> **TEXT EXCERPT**:
Instagram parenting wins, the mom whose kid actually does homework, my kid's "I'm fine" — all of it is survivor data. And the day after a good day is usually just regression to the mean, not proof that yelling works. Knowing this didn't fix how it looks to me, so I put my kid's days on a moving-average chart instead.

World War II. Bombers come back from missions with bullet holes: wings, tail, the edges of the fuselage. The military looks at the pattern and says, reasonably: let's add armor where the holes are.

A mathematician named Abraham Wald stopped them1.

Backwards, he said. Put the armor where the holes aren't.

Because these planes made it home with those holes. A hole in the wing is survivable. The spots with no holes on returning planes are the spots where, if you get hit, you don't come back. The planes that got hit there are at the bottom of the Channel. They never made it into the dataset.

When your sample only contains survivors, you draw exactly the wrong conclusion. That's survivorship bias.

I was doing this constantly

At some point I realized I run this exact error in parenting, daily.

Open Instagram, or r/Parenting. A feed full of things that worked. "We tried this chart and it changed everything!" Same. Same exactly. So I try it too.

But hold on. The parents it failed for didn't post.

Nobody writes "tried this, made everything worse." Failure posts don't get engagement, so they barely exist. What I'm scrolling through is a bullet-hole map of the places that don't need armor. I'm staring at the planes that made it back and deciding where to armor mine.

Asking the mom who has it figured out

There's a mom at pickup whose kid does homework without a fight and hasn't quit piano. I asked how. I copied the method.

Didn't work. Actually made dinner tense for a week.

And it doesn't stop there, that's the part that gets you. Next comes "it works at their house, so what's wrong with ours," and you sink a little.

Pure survivorship bias. Maybe she tried a hundred things and this was the one that happened to stick. Maybe it just happened to fit her kid. Different plane, different holes. The armor goes somewhere else at our house, probably.

When my kid says "I'm fine"

I do it inside the house too.

"How was school?" "Fine."

Great, he's doing fine. I relax.

Except I'm only counting the days he could say "fine."

The day he said it and his eyes slid sideways. The day he went straight to his room, earlier than usual. Those are the bullet holes in the spot that needs armor. He didn't report them, so I never saw them.

What I'm actually doing about it

There's no fix. A bias doesn't dissolve just because you named it. What I try to do:

The third one lives in TroubleNote at our house. Six months of entries and the bad-day patterns start to show.

> **WHAT THE TASK ASKS**:
Answer these questions using the survivorship bias post above.
1. Where did Abraham Wald say the armor should go?
2. What does the kid say when asked "How was school?"
3. After how many months of entries do the bad-day patterns start to show?

(Segmentation dataset excerpts)
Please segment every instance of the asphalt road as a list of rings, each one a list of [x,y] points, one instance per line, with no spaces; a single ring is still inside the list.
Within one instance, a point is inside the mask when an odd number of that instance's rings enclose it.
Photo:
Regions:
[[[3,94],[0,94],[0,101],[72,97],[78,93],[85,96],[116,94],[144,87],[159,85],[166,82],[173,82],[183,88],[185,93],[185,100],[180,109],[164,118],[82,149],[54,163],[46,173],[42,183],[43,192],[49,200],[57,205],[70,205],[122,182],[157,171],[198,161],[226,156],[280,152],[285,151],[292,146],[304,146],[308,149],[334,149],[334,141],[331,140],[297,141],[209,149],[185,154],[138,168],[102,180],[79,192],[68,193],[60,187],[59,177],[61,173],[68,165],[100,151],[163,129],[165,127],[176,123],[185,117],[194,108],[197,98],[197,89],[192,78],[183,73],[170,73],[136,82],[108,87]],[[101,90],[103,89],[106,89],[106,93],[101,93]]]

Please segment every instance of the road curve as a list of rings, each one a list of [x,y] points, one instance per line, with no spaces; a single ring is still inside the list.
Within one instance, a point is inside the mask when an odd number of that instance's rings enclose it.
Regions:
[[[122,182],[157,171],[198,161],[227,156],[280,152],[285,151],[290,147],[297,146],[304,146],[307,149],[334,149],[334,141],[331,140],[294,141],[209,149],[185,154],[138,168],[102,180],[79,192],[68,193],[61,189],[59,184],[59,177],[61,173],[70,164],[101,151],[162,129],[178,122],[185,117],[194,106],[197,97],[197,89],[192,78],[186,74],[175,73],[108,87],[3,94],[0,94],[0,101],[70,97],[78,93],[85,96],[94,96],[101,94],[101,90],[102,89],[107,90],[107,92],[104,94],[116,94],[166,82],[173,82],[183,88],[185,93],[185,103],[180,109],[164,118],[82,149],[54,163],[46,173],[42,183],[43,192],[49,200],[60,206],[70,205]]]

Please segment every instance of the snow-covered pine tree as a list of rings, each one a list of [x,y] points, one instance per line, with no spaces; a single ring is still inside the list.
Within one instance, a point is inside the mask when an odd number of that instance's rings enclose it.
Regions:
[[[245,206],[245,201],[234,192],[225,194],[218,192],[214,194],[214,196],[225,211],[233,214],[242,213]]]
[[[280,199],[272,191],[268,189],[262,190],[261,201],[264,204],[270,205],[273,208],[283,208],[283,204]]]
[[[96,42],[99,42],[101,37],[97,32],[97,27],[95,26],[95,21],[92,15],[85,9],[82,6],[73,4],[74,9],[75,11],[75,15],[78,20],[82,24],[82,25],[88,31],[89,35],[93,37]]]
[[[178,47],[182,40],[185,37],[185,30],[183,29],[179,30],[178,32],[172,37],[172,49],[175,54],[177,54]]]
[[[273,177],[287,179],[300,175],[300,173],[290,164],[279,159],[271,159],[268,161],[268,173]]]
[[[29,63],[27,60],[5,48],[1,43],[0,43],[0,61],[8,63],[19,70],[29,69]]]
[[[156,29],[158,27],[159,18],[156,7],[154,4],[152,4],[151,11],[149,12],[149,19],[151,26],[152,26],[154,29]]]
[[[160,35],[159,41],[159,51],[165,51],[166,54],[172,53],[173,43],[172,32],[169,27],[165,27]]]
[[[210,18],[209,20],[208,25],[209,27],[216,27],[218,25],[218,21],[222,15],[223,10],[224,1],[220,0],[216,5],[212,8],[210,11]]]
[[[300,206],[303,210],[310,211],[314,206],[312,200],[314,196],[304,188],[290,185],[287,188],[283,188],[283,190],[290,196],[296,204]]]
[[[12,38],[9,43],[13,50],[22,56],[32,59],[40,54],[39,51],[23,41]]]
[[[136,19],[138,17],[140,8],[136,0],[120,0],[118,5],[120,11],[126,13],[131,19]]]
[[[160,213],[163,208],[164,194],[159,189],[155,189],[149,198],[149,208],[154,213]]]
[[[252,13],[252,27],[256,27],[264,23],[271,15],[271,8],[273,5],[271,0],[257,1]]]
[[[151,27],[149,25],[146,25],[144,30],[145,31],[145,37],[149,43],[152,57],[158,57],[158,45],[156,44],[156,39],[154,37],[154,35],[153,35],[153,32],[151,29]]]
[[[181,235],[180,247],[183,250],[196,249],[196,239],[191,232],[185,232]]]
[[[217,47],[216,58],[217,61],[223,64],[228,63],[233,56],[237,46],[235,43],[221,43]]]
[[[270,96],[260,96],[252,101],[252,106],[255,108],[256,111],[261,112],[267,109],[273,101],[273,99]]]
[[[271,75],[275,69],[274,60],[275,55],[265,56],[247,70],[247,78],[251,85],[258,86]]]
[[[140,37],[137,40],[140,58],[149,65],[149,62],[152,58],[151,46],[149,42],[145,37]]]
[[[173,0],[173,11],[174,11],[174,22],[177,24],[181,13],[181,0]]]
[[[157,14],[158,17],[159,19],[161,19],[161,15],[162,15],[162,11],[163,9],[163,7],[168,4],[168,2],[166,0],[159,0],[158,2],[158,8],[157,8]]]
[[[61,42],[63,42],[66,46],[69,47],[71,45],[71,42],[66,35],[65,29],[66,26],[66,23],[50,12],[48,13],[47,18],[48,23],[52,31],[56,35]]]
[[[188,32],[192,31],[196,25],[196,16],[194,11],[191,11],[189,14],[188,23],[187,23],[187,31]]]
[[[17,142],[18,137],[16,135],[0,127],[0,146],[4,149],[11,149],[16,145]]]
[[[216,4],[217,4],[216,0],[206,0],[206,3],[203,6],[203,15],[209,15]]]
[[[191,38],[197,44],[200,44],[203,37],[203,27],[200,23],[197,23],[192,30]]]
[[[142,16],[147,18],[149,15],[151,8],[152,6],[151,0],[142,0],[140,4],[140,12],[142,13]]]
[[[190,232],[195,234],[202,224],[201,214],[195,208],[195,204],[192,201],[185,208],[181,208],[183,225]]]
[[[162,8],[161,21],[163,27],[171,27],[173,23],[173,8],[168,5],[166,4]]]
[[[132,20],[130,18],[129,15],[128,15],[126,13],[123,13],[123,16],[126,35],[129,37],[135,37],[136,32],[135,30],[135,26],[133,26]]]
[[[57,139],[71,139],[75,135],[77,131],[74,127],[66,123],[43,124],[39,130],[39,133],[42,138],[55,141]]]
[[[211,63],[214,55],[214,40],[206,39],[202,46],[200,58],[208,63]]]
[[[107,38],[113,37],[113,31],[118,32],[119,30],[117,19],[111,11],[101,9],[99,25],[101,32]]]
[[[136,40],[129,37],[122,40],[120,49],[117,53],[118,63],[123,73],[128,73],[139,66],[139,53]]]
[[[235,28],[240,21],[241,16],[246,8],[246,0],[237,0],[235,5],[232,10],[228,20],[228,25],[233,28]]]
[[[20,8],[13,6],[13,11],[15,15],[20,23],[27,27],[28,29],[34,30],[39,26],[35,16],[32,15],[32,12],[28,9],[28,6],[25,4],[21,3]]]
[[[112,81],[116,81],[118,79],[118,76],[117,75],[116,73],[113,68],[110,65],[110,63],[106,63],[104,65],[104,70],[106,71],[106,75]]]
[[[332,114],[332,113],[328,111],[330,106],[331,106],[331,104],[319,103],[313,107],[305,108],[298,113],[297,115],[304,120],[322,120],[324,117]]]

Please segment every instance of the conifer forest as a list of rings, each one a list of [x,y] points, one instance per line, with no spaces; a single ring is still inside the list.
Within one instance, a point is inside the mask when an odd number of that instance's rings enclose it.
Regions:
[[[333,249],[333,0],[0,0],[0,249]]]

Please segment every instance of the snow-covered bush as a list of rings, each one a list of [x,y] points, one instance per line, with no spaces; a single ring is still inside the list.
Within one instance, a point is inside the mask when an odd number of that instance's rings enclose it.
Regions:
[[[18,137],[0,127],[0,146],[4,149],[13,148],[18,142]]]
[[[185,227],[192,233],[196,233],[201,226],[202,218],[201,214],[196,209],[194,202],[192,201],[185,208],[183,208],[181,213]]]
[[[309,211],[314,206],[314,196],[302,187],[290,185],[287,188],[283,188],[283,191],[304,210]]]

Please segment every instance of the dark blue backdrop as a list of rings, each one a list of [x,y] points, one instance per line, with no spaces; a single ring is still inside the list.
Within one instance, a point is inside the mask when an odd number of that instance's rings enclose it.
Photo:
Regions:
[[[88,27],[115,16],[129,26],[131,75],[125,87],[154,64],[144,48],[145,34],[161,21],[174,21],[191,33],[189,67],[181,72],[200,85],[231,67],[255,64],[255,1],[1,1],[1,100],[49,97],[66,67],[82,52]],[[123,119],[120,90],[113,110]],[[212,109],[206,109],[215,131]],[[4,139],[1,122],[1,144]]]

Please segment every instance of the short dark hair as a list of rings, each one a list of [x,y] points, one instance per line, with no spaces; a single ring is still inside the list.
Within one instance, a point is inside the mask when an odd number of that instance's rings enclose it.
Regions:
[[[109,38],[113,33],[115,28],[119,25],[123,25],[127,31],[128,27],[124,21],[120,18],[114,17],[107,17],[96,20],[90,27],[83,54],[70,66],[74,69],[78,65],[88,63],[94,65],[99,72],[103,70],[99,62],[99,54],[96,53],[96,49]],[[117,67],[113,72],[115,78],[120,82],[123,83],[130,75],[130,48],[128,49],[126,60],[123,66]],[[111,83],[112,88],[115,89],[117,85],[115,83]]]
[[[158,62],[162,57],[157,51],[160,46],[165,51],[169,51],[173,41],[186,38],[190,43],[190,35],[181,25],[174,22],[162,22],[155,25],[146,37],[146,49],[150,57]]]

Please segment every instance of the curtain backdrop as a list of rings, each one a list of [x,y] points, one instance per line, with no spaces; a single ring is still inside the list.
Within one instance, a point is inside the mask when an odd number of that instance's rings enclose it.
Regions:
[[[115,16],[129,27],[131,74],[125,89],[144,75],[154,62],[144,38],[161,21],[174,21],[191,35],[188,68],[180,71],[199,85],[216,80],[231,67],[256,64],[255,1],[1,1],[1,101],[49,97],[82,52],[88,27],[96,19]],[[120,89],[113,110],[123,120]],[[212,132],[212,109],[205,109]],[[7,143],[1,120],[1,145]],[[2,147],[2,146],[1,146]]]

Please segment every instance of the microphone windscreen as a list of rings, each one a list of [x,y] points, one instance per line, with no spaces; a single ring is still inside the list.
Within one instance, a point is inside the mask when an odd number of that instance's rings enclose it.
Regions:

> **EXPECTED ANSWER**:
1. Where the holes aren't.
2. "Fine."
3. Six months.